BEGIN Data to use

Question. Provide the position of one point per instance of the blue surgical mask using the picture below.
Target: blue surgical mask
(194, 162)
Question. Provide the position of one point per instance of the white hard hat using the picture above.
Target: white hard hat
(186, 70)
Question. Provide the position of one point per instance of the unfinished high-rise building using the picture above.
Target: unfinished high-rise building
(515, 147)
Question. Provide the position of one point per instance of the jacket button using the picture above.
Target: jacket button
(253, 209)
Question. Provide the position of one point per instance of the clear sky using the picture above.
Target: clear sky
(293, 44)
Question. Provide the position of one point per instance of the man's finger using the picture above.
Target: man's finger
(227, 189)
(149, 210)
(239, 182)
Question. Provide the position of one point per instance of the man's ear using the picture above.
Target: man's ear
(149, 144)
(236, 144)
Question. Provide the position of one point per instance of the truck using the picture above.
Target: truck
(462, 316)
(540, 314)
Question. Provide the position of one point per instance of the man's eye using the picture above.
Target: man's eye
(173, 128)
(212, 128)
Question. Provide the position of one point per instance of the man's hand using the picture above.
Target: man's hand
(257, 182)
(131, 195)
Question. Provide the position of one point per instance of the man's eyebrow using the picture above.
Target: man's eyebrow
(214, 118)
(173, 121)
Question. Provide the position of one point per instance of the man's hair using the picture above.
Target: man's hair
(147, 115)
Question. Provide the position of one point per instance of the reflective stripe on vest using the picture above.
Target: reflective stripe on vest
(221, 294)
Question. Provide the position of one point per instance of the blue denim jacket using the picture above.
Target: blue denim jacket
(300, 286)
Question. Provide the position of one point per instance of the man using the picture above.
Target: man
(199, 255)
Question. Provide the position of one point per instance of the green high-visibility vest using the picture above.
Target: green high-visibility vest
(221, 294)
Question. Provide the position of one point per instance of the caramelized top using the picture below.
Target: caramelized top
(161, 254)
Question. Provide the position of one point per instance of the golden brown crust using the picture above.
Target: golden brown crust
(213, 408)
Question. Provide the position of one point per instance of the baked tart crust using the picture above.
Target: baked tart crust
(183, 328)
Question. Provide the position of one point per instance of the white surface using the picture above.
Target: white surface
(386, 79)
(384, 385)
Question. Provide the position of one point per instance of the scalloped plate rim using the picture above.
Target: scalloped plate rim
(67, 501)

END Data to use

> Exercise objective:
Find the word "below" in the entries and show each line where it is found.

> Response box:
Question. Provide the position of one point per instance of the blue surgical mask using the picture below.
Question. Provide the position of one point per instance of the caramelized top using the picture below.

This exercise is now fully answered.